[Recorded data]

--------------------

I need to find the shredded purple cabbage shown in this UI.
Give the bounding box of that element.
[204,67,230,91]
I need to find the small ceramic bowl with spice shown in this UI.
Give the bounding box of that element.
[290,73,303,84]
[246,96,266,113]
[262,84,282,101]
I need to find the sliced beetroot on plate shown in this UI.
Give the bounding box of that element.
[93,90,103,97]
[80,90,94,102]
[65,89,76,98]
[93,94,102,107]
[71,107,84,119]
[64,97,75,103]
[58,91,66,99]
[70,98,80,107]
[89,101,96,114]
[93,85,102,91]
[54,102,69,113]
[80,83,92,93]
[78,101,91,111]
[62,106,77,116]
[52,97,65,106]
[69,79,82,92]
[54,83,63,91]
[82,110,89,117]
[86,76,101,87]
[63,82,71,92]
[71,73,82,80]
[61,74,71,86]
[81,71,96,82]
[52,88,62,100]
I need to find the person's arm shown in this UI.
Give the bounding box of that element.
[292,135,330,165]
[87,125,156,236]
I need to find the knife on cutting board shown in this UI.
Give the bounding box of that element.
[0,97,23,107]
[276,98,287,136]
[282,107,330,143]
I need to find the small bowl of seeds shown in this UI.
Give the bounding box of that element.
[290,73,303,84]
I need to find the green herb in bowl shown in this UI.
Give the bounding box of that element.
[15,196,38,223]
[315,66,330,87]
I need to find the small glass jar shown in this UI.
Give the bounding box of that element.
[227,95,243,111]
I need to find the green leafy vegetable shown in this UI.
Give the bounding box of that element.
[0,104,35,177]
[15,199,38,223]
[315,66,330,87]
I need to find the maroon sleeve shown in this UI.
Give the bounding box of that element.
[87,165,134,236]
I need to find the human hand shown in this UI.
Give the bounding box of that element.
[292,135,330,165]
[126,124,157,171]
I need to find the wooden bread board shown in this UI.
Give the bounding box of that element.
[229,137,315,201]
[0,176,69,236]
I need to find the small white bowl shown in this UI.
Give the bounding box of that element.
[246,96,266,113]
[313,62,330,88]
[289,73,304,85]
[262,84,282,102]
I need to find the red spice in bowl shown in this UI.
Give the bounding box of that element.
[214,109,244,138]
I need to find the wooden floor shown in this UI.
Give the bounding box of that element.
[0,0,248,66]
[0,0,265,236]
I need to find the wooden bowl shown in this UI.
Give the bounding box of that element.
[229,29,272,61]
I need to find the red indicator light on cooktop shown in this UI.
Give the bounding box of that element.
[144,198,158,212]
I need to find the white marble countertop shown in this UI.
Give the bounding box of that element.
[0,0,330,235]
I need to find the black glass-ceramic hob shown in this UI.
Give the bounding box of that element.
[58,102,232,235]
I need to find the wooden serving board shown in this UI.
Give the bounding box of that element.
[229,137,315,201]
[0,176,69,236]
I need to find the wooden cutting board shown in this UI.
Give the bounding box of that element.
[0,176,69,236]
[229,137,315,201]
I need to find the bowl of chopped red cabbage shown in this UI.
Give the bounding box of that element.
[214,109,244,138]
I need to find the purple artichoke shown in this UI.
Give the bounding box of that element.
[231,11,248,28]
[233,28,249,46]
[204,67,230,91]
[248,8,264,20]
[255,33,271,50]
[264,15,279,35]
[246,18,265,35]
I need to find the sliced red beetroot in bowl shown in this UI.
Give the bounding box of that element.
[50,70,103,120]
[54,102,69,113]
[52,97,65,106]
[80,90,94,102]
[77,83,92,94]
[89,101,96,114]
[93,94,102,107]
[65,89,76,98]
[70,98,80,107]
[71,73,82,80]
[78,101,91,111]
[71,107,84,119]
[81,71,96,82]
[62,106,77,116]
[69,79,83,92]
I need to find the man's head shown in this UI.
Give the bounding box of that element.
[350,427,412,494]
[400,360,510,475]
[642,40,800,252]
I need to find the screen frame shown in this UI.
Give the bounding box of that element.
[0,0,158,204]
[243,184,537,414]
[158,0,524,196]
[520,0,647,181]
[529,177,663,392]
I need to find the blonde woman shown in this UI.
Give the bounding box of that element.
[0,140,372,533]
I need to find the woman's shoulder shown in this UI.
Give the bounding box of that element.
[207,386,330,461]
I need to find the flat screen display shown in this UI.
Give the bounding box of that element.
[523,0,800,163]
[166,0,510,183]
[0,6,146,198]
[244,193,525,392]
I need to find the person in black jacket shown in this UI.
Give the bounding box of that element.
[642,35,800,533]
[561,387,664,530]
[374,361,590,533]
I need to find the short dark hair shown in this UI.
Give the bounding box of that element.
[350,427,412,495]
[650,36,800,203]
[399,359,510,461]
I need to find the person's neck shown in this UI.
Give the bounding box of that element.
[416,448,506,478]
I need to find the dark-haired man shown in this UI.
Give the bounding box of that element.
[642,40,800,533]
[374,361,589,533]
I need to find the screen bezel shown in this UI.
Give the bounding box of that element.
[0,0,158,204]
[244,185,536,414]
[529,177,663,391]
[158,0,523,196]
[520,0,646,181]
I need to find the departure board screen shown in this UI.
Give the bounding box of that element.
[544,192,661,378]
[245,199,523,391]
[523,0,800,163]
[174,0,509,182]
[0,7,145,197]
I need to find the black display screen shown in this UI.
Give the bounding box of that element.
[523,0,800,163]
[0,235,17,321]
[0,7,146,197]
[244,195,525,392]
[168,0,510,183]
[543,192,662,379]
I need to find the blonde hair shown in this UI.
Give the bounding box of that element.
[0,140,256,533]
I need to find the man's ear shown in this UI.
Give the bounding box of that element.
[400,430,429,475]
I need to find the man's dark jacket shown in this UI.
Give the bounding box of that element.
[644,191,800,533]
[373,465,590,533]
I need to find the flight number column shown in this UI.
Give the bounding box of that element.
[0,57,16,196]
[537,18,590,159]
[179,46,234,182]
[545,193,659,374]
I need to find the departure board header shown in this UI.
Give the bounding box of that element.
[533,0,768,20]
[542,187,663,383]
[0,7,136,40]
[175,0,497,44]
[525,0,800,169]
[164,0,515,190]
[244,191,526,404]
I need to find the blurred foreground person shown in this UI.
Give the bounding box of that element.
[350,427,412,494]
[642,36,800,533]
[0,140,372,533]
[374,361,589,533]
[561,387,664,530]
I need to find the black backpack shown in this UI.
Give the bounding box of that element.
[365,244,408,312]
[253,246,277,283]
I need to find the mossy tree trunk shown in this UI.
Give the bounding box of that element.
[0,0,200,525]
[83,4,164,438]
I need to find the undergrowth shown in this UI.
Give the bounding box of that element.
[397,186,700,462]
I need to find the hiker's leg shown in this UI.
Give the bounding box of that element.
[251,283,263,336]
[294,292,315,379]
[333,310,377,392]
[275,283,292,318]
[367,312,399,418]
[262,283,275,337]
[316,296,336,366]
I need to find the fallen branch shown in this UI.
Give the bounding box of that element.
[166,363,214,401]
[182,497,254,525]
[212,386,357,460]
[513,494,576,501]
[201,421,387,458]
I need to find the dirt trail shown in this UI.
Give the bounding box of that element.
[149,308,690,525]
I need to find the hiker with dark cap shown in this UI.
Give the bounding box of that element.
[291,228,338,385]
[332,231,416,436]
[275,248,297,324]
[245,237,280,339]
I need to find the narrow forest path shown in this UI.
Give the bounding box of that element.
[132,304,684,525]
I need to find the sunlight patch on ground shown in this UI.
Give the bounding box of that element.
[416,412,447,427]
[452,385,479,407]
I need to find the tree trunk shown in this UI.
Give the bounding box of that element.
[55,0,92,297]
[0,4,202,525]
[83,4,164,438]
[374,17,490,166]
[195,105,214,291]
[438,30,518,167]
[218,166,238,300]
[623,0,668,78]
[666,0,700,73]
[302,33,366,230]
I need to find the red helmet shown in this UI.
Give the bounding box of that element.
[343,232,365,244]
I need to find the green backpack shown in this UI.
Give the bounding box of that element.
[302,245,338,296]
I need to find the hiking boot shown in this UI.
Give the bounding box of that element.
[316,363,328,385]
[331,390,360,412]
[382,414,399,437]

--------------------

SHORT PROBLEM =>
Gather every row above that contains the string "cabbage". Case counts, so a row matches only if the capitalization is identical.

RESPONSE TO THIS EXERCISE =>
I need to find the shredded purple cabbage shown in this UI.
I need to find the bowl of chopped red cabbage shown in this UI.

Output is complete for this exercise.